Task directions => Go to the line that includes "object_query: taupe ceramic plate" and retype it, then every line after it to the end of the data, adding nothing.

⁂

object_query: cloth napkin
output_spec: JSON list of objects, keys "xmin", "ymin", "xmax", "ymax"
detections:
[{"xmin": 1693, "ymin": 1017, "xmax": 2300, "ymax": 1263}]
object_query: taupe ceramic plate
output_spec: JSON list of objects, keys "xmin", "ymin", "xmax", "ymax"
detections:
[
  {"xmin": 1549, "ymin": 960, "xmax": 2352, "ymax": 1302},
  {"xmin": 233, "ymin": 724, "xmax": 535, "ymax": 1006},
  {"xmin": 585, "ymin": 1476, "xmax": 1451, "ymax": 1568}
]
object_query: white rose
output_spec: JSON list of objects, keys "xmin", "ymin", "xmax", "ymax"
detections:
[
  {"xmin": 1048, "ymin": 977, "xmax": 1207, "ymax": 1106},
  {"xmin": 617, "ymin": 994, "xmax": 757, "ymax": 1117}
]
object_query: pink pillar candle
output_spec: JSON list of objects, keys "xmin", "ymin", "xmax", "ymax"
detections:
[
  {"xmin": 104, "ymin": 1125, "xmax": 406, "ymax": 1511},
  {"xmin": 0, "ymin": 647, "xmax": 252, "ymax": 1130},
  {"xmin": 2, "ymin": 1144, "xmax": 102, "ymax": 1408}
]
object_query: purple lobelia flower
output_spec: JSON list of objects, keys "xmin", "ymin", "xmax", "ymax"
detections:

⁂

Exercise response =>
object_query: taupe ceramic plate
output_spec: JSON list of objects, keys "xmin", "ymin", "xmax", "ymax"
detections:
[
  {"xmin": 1549, "ymin": 960, "xmax": 2352, "ymax": 1302},
  {"xmin": 233, "ymin": 724, "xmax": 535, "ymax": 1006},
  {"xmin": 585, "ymin": 1476, "xmax": 1451, "ymax": 1568}
]
object_query: white rose
output_spec: JSON list of objects, keys "xmin", "ymin", "xmax", "ymax"
detections:
[
  {"xmin": 1048, "ymin": 977, "xmax": 1207, "ymax": 1106},
  {"xmin": 617, "ymin": 994, "xmax": 757, "ymax": 1117}
]
object_query: pink pillar candle
output_spec: JSON list of objects, keys "xmin", "ymin", "xmax", "ymax"
detections:
[
  {"xmin": 104, "ymin": 1125, "xmax": 406, "ymax": 1511},
  {"xmin": 0, "ymin": 647, "xmax": 252, "ymax": 1130},
  {"xmin": 2, "ymin": 1144, "xmax": 102, "ymax": 1408}
]
object_query: purple lobelia flower
output_spec: JSON list of objects, keys "xmin", "ymin", "xmax", "ymax"
detections:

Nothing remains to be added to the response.